Supplied passage Start Marker

KLI Board Member Spotlight: Andrew McGregor P’15
By Jeremy Anderson ’19
Mr. McGregor is currently an active investor and mentor for regional firms in Colorado. He serves on both the Board of Directors for Rockies Venture Club, and as an industry advisor for the Blackstone Entrepreneurs Network. Prior to becoming an investor and mentor, Mr. McGregor served as President, COO, and CMDO for international design and manufacturing firms such as Herman Miller Inc. and Knoll International. Fortune Magazine cited firms under his leadership on the list of the “100 Best Companies to Work For” and as “One of the Most Admired” for multiple years. Mr. McGregor received his undergraduate degree in Psychology and Pre-Med from the University of Texas at Austin, and completed postgraduate work at the University of Pennsylvania’s Wharton School of Business and Northwestern University’s Kellogg School of Business.
With extensive experience in the professional world, Mr. McGregor understands how effective leadership can change the trajectory of a business or nonprofit, believing it to be a key factor in the success of any career or organization. In business, he views leadership as establishing a collaborative culture and a joint expectation of performance and believes leaders should portray a consistent, clear message while continuously reevaluating and learning.
The topic of leadership development was a regular dinner conversation between Mr. McGregor’s wife, Lynn, a clinical psychotherapist, and their son Charles. Charles ’15 is a Claremont McKenna College graduate, who majored in Biophysics, performed research at KLI for Professor Ron Riggio, and counts Professor Jay Conger as a mentor.
Inspired by working with Peter Drucker and Peter Senge early in his own career, Mr. McGregor wishes to continue and expand upon KLI’s mission to create students who are ready to lead both here in the US and abroad, especially in the emerging industries of information technology and bioscience. He believes that CMC can teach students “to view the role of leadership as a translator” between business and finance, and science and technology.
“Biotechnology and information technology are both such rapidly expanding fields and the organizations they create or influence need future leadership. What business or not-for-profit isn’t impacted by technology? Technology is enabling change on multiple dimensions. Being located with strong ties throughout the West Coast presents a dramatic opportunity for CMC and the Claremont Consortium to more aggressively go into this sector to unlock opportunity for capable future leaders.”
Mr. McGregor asserts that it is imperative that students view leadership as cross-disciplinary and their coursework should reflects this. He will work with CMC and KLI to increase collaboration, as initiated by CMC President Chodosh, across CMC’s institutes and departments to provide coursework that bridges academic silos common in other liberal arts colleges.

Supplied passage End Marker

» Check your understanding:
[1] In the board member spotlight, what was Charles's major at Claremont McKenna College?
[2] Reproduce the board member spotlight word for word. Start at the words "Inspired by working" and end after the words "science and technology.".

Excerpted records Start Marker

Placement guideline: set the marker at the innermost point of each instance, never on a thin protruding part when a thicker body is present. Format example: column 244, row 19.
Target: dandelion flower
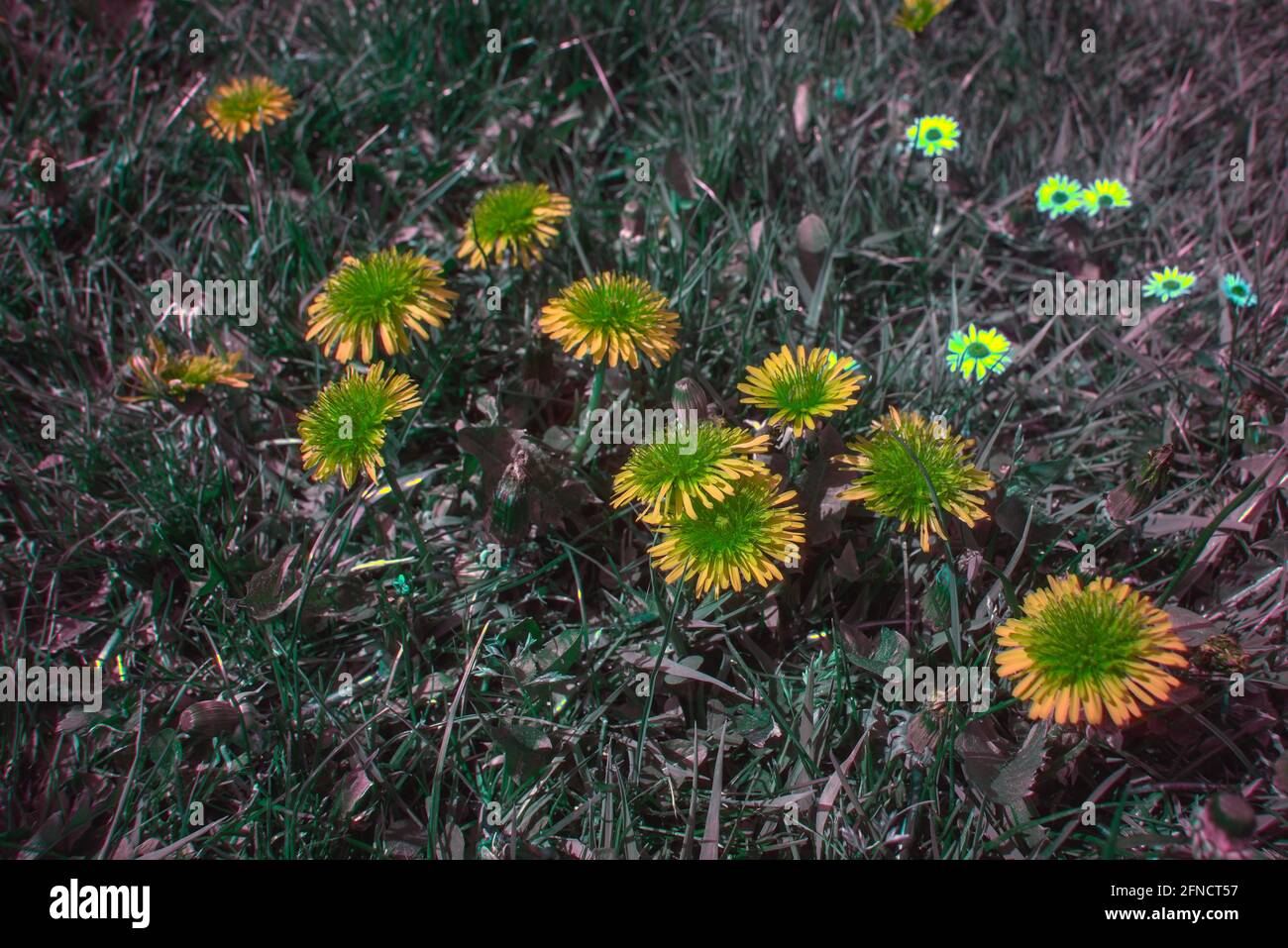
column 688, row 467
column 346, row 427
column 384, row 294
column 1167, row 283
column 739, row 539
column 1081, row 652
column 176, row 376
column 1237, row 291
column 979, row 352
column 1104, row 193
column 245, row 104
column 915, row 14
column 520, row 218
column 934, row 134
column 897, row 459
column 612, row 316
column 800, row 388
column 1059, row 196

Excerpted records End Marker

» Exercise solutions:
[1] Biophysics

[2]
Inspired by working with Peter Drucker and Peter Senge early in his own career, Mr. McGregor wishes to continue and expand upon KLI’s mission to create students who are ready to lead both here in the US and abroad, especially in the emerging industries of information technology and bioscience. He believes that CMC can teach students “to view the role of leadership as a translator” between business and finance, and science and technology.